In the records below, how many lines hold the string "mouth"? Give only the number.

______________________________

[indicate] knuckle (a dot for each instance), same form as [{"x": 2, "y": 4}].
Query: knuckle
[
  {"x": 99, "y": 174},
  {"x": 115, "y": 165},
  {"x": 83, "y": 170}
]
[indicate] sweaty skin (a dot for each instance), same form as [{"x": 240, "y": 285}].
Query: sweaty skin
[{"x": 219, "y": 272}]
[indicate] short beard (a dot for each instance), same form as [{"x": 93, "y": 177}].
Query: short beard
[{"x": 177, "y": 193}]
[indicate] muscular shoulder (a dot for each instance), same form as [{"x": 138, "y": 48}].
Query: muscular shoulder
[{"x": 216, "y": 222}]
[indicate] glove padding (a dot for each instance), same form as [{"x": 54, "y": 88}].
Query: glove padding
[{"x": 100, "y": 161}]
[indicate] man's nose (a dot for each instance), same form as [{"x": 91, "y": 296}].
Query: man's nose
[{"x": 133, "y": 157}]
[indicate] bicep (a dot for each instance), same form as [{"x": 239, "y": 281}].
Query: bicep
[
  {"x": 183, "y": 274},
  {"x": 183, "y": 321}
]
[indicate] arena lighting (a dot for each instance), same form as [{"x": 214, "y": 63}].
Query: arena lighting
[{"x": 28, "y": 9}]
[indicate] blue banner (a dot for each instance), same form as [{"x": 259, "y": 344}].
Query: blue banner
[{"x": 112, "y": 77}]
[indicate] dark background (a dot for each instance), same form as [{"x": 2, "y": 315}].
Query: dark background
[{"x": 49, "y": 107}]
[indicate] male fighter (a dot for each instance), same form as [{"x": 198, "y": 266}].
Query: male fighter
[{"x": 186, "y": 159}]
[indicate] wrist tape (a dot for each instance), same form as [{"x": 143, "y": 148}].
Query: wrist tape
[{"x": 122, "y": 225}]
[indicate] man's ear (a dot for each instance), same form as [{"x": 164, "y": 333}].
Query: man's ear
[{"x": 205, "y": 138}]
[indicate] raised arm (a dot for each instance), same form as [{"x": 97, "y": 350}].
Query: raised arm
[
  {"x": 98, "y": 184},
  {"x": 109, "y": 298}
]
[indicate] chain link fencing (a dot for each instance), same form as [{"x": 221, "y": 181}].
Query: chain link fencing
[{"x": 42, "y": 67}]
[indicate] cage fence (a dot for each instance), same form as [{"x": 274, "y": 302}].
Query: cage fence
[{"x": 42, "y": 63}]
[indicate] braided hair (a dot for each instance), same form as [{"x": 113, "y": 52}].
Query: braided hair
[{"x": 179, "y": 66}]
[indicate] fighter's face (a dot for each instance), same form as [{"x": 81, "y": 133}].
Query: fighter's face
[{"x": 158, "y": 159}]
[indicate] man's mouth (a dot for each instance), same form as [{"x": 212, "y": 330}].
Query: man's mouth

______________________________

# RESULT FOR THIS TASK:
2